- To do -
Put each of the following lines into a JSON list as its own string, omitting any blank lines.

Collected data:

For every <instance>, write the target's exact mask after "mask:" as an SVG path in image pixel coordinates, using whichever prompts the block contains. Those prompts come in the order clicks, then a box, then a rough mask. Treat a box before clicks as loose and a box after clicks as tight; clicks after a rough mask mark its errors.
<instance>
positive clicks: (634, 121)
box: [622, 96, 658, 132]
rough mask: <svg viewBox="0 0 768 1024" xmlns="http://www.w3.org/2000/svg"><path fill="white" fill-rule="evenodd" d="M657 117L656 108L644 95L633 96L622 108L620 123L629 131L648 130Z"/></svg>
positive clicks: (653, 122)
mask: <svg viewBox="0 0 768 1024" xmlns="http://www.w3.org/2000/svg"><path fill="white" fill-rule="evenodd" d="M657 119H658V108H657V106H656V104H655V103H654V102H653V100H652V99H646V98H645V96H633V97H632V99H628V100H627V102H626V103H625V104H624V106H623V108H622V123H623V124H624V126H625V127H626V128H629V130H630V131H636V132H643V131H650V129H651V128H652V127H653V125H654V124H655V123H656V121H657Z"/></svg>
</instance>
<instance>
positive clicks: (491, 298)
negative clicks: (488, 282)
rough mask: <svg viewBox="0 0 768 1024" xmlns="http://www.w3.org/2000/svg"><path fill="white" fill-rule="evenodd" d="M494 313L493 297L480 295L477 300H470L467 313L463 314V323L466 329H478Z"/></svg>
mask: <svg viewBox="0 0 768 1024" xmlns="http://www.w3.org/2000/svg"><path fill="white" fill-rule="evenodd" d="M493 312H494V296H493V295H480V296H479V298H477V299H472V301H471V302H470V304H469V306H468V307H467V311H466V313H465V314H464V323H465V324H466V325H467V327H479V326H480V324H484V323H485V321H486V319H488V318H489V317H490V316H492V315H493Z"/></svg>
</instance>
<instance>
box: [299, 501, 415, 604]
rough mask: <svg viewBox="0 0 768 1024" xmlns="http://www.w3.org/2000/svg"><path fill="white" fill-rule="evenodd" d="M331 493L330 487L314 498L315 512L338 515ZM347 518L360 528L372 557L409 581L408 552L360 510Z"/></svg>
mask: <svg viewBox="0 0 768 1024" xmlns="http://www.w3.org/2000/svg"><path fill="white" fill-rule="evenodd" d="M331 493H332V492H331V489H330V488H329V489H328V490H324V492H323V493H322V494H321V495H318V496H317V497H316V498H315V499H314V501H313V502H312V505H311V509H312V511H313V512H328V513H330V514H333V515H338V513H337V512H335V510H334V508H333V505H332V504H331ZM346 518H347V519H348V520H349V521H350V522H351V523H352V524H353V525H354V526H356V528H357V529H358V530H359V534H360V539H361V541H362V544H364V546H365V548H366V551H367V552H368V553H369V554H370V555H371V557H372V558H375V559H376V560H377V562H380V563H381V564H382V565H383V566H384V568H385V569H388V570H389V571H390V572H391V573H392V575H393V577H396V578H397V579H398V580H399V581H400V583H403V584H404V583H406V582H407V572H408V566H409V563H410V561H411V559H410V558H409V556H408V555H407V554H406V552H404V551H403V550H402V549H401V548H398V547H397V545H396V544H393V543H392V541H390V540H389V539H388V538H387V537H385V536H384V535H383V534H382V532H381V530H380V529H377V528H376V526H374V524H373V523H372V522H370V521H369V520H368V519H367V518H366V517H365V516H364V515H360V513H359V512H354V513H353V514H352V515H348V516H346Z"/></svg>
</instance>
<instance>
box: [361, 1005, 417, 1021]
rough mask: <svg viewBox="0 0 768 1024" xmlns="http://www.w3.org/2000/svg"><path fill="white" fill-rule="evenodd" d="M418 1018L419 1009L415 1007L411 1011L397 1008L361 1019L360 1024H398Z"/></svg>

- Solution below -
[
  "For every <instance>, write the target's exact mask after \"mask:\" as an SVG path in image pixel coordinates, using whichever prompts the block contains. Those prompts come in the order clicks, then a box, then a rough mask. Treat a box before clicks as loose and a box after clicks as tight; clicks after a rough mask mark its errors.",
  "<instance>",
  "positive clicks: (634, 121)",
  "box: [622, 96, 658, 132]",
  "rough mask: <svg viewBox=\"0 0 768 1024\" xmlns=\"http://www.w3.org/2000/svg\"><path fill=\"white\" fill-rule=\"evenodd\" d=\"M657 117L656 108L644 95L633 96L622 108L620 123L629 131L648 130Z\"/></svg>",
  "positive clicks: (653, 122)",
  "mask: <svg viewBox=\"0 0 768 1024\" xmlns=\"http://www.w3.org/2000/svg\"><path fill=\"white\" fill-rule=\"evenodd\" d=\"M657 119H658V108H657V106H656V104H655V103H654V102H653V100H652V99H646V98H645V96H633V97H632V99H628V100H627V102H626V103H625V104H624V106H623V108H622V123H623V124H624V126H625V127H626V128H629V130H630V131H636V132H643V131H650V129H651V128H652V127H653V125H654V124H655V123H656V121H657Z\"/></svg>",
  "</instance>",
  "<instance>",
  "positive clicks: (491, 298)",
  "negative clicks: (488, 282)",
  "rough mask: <svg viewBox=\"0 0 768 1024\" xmlns=\"http://www.w3.org/2000/svg\"><path fill=\"white\" fill-rule=\"evenodd\" d=\"M494 313L493 297L480 295L477 300H470L467 313L463 314V323L466 329H478Z\"/></svg>",
  "mask: <svg viewBox=\"0 0 768 1024\" xmlns=\"http://www.w3.org/2000/svg\"><path fill=\"white\" fill-rule=\"evenodd\" d=\"M493 312H494V296H493V295H480V296H479V298H477V299H472V301H471V302H470V304H469V306H468V307H467V311H466V313H465V314H464V323H465V324H466V325H467V327H479V326H480V324H484V323H485V321H486V319H488V318H489V317H490V316H492V315H493Z\"/></svg>",
  "</instance>",
  "<instance>",
  "box: [299, 501, 415, 604]",
  "rough mask: <svg viewBox=\"0 0 768 1024\" xmlns=\"http://www.w3.org/2000/svg\"><path fill=\"white\" fill-rule=\"evenodd\" d=\"M331 493L330 487L314 498L315 512L338 515ZM347 518L360 528L372 557L409 581L408 552L360 510Z\"/></svg>",
  "mask: <svg viewBox=\"0 0 768 1024\" xmlns=\"http://www.w3.org/2000/svg\"><path fill=\"white\" fill-rule=\"evenodd\" d=\"M331 493H332V492H331V489H330V488H329V489H328V490H324V492H323V493H322V494H321V495H318V496H317V497H316V498H315V499H314V501H313V502H312V505H311V509H312V511H313V512H328V513H330V514H333V515H338V513H337V512H335V510H334V508H333V505H332V504H331ZM346 518H347V519H348V520H349V521H350V522H351V523H352V524H353V525H354V526H356V528H357V529H358V530H359V534H360V539H361V541H362V544H364V546H365V548H366V551H367V552H368V553H369V554H370V555H371V557H372V558H375V559H376V560H377V562H380V563H381V564H382V565H383V566H384V568H385V569H388V570H389V571H390V572H391V573H392V575H393V577H396V578H397V579H398V580H399V581H400V583H403V584H404V583H406V582H407V572H408V566H409V563H410V561H411V559H410V558H409V556H408V555H407V554H406V552H404V551H403V550H402V549H401V548H398V547H397V545H396V544H393V543H392V541H390V540H389V539H388V538H387V537H385V536H384V535H383V534H382V532H381V530H380V529H377V528H376V526H374V524H373V523H372V522H370V521H369V520H368V519H367V518H366V517H365V516H364V515H360V513H359V512H354V513H353V514H352V515H348V516H346Z\"/></svg>",
  "</instance>",
  "<instance>",
  "box: [361, 1005, 417, 1021]",
  "rough mask: <svg viewBox=\"0 0 768 1024\" xmlns=\"http://www.w3.org/2000/svg\"><path fill=\"white\" fill-rule=\"evenodd\" d=\"M418 1018L419 1009L415 1007L411 1011L397 1008L361 1019L360 1024H398Z\"/></svg>"
]